» **SET EXERCISE**
Copy the records word for word, from the very start through the line with "[0,126,200,178]", including that line.

» **RECORDED INFORMATION**
## BEGIN
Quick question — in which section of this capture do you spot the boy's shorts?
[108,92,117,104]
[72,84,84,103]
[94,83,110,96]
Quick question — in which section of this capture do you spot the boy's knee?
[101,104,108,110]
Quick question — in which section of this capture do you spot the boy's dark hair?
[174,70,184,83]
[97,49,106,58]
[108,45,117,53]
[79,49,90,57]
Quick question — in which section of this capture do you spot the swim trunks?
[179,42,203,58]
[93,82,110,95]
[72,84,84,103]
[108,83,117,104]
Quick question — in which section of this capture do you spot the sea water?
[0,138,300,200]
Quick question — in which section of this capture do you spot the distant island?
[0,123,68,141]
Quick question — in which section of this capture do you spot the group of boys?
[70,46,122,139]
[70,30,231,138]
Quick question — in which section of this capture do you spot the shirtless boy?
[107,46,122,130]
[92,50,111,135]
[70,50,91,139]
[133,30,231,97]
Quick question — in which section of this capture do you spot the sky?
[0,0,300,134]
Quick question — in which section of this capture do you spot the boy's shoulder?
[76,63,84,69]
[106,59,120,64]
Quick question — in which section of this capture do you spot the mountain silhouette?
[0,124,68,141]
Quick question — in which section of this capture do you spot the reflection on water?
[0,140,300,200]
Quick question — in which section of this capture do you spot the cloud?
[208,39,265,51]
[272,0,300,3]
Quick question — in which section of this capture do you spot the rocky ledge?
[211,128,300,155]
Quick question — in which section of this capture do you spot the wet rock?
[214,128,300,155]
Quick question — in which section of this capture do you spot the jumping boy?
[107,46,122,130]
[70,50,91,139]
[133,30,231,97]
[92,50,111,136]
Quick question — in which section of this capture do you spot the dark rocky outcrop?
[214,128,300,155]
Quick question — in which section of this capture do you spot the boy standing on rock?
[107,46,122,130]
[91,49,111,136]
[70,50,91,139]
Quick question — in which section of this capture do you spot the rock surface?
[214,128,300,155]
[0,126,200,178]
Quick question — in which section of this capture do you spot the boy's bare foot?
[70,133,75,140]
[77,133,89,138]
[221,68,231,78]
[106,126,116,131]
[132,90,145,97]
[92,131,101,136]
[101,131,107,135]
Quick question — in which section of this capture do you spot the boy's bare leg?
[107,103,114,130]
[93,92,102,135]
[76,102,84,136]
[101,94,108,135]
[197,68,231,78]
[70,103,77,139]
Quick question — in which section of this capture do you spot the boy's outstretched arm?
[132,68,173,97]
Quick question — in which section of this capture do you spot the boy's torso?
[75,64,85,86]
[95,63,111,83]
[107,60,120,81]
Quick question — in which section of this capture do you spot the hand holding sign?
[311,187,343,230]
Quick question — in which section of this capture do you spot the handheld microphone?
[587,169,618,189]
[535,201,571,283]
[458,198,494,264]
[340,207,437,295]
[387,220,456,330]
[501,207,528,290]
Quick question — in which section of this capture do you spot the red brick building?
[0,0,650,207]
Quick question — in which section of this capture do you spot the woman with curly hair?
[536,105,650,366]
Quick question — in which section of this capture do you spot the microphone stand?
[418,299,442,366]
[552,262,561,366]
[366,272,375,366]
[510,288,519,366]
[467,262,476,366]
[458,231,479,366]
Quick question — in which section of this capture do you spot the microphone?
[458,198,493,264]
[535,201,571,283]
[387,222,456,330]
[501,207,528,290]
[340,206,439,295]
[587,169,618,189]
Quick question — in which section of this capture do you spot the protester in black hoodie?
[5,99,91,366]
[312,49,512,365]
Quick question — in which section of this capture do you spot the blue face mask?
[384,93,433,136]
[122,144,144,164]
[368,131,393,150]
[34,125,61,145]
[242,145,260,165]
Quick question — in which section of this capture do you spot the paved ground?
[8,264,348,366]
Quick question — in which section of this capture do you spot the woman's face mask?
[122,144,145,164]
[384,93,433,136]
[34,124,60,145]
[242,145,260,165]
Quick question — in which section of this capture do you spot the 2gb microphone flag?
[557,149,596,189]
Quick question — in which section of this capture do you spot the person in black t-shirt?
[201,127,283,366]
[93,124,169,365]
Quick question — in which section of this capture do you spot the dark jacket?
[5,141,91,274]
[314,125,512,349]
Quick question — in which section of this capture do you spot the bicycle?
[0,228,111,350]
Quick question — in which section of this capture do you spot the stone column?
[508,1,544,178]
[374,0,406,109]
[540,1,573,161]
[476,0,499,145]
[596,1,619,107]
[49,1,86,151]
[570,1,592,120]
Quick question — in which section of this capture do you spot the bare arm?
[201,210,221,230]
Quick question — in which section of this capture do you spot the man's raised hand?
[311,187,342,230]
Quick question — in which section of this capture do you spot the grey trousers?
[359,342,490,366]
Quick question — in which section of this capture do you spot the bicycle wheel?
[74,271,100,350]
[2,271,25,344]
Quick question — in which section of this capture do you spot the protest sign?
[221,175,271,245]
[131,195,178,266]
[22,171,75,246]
## END
» **WRITTEN ANSWER**
Quick question — in which section of this capture do you spot the boy's shorts?
[108,92,117,104]
[72,84,84,103]
[94,83,110,96]
Quick question — in which section of this capture do you spot the boy's knee?
[101,104,108,110]
Quick question — in which section of this capture do you spot the boy's dark hair?
[174,70,184,83]
[97,49,106,58]
[108,45,117,53]
[79,49,90,57]
Quick question — in which section of this capture do you spot the swim trunks?
[179,42,203,58]
[93,82,110,95]
[72,84,84,103]
[108,83,117,104]
Quick question — in which section of this capture do you spot the sea water?
[0,138,300,200]
Quick question — in which section of this capture do you spot the distant island?
[0,123,68,141]
Quick question — in which section of this capture do you spot the group of boys?
[70,46,122,139]
[70,30,231,138]
Quick question — in which section of this capture do you spot the shirtless boy?
[107,46,122,130]
[92,50,111,135]
[70,50,91,139]
[133,30,231,97]
Quick question — in which section of this capture do you spot the sky?
[0,0,300,134]
Quick question — in which section of this capture do you spot the boy's shoulder?
[76,63,84,69]
[106,59,120,64]
Quick question — in which section of this capture do you spot the mountain silhouette?
[0,124,68,141]
Quick question — in which section of this capture do you spot the reflection on water?
[0,140,300,200]
Quick question — in which section of this capture do you spot the cloud?
[208,39,265,51]
[272,0,300,3]
Quick question — in which section of this capture do you spot the rocky ledge?
[211,128,300,155]
Quick question — in which section of this capture do you spot the wet rock?
[214,128,300,155]
Quick question — in which section of this capture do you spot the jumping boy?
[107,46,122,130]
[70,50,91,139]
[133,30,231,97]
[92,50,111,136]
Quick question — in which section of this capture do you spot the dark rocky outcrop?
[214,128,300,155]
Quick question — in which section of this capture do you spot the boy standing on rock?
[107,46,122,130]
[91,49,111,136]
[70,50,91,139]
Quick question — in which section of this capture do you spot the rock surface?
[214,128,300,155]
[0,126,200,178]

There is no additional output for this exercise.